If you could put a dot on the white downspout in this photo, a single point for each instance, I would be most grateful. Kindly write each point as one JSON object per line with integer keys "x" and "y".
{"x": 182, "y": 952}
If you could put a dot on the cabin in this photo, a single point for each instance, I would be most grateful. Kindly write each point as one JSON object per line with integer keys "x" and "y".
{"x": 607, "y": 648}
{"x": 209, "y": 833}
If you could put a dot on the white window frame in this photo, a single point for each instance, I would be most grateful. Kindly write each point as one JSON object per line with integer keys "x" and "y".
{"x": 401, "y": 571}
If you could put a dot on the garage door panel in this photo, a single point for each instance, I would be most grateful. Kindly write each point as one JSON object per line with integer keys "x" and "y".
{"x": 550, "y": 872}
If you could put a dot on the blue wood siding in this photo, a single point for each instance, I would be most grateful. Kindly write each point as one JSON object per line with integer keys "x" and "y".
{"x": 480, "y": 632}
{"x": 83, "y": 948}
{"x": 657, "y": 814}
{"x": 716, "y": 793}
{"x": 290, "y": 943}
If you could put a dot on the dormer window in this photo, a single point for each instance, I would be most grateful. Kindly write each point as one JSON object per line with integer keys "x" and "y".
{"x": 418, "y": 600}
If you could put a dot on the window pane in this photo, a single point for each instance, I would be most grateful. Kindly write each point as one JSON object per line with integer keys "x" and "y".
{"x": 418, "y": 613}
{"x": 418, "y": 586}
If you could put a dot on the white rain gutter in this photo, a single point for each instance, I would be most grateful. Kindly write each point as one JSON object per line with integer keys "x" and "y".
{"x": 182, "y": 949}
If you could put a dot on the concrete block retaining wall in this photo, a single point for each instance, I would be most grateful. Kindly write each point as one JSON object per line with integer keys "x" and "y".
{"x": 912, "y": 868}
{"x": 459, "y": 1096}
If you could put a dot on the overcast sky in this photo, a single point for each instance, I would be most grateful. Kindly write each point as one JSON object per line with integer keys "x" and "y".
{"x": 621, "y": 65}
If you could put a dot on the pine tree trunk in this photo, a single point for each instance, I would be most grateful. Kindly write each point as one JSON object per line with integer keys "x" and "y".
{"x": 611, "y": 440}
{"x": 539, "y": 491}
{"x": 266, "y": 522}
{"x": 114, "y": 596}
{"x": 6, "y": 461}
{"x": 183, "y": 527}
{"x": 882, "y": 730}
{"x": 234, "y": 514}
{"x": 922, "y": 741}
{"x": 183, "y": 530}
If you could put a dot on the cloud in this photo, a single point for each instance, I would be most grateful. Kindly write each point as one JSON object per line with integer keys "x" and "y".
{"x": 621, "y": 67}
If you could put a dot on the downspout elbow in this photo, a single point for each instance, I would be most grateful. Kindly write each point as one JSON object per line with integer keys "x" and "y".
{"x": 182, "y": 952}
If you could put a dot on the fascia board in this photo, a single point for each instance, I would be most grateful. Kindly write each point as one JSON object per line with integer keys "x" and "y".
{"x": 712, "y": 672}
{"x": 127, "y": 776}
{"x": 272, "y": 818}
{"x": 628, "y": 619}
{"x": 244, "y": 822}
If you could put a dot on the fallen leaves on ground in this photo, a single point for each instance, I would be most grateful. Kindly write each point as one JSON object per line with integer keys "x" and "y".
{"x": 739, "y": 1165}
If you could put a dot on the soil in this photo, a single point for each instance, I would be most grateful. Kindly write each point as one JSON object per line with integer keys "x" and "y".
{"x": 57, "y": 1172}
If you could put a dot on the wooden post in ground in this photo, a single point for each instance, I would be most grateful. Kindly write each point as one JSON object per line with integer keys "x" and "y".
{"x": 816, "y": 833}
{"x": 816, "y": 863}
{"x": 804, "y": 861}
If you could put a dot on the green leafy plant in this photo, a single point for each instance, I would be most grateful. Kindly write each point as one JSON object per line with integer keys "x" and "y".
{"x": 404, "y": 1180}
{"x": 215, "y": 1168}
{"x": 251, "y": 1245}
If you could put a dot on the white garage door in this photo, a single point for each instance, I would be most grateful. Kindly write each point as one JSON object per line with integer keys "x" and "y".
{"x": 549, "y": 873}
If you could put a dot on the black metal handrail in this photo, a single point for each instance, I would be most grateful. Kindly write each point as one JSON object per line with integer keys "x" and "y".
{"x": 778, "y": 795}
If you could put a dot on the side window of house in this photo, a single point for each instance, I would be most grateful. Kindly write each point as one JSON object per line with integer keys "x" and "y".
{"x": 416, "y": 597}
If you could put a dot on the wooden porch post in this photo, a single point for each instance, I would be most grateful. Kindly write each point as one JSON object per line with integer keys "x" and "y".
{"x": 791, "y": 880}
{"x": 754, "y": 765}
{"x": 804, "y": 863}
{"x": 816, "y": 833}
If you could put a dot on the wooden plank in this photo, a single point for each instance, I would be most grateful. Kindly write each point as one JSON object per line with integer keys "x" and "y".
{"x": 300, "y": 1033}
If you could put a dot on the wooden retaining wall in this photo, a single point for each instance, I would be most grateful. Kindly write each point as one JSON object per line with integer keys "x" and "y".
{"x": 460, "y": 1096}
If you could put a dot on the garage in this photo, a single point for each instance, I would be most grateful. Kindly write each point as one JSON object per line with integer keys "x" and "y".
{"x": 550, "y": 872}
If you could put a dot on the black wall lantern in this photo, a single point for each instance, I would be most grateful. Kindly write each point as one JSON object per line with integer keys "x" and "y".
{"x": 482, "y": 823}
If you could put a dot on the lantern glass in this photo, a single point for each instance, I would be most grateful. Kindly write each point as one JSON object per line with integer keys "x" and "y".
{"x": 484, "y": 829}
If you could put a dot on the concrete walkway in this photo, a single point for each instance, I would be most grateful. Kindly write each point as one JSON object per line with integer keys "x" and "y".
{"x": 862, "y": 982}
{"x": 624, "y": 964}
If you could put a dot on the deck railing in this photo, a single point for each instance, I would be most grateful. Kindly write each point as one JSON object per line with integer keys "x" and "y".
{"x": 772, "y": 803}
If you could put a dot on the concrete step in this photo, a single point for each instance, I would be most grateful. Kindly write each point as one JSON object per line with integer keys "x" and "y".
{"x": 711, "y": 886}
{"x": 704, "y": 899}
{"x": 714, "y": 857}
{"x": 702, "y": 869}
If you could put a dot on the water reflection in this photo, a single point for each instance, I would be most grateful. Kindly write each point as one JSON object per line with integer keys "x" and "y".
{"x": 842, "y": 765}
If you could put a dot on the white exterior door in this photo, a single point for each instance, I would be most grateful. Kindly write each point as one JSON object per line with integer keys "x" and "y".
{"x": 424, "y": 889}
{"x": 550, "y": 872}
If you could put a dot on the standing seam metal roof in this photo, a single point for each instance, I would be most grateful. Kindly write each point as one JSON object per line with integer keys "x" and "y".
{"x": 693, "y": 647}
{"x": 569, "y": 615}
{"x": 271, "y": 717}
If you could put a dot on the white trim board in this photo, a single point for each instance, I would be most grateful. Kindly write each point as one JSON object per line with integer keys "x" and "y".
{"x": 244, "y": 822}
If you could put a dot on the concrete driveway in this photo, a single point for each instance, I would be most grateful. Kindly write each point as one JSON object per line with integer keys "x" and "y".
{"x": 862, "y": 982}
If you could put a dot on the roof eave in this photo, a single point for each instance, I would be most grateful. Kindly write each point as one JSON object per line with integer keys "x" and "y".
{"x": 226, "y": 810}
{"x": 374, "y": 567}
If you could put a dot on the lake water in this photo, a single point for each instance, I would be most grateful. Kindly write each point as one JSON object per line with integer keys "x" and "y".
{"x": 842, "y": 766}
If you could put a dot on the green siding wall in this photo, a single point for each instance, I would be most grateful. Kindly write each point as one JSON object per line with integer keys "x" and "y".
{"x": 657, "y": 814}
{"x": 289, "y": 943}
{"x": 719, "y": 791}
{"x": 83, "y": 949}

EXERCISE REQUIREMENTS: From the line containing "If you could put a dot on the white trim" down to the final line of the data, write out every line exactly; both the first and last of these belong in your answer, and nothing else does.

SOLUTION TO THIS PROBLEM:
If you could put a dot on the white trim board in this photo, a single point for each instance, I would be most grateful. Kindly write each point as one JSON object per line with integer keys "x" and "y".
{"x": 244, "y": 822}
If you could put a dot on the concrete driveway in this photo, a single point for each instance, I would be most grateful. Kindly write each point as one JSON object per line with integer keys "x" and "y".
{"x": 862, "y": 982}
If you could put a dot on the roof eave in this photo, a single point for each instance, I would be most grateful. Kindly write each point as one JSON object per line with integer keys "x" and "y".
{"x": 226, "y": 810}
{"x": 374, "y": 567}
If you could put a dot on the lake water in this photo, a single point for each instance, I would be most grateful. Kindly write each point as one JSON object per line with integer keys "x" and "y".
{"x": 842, "y": 766}
If you could put a dot on the green siding wall in this photo, a single point for each instance, I would be most grateful. Kindly write each point as one JSON object per line with integer keys "x" and "y".
{"x": 657, "y": 814}
{"x": 289, "y": 943}
{"x": 719, "y": 791}
{"x": 83, "y": 949}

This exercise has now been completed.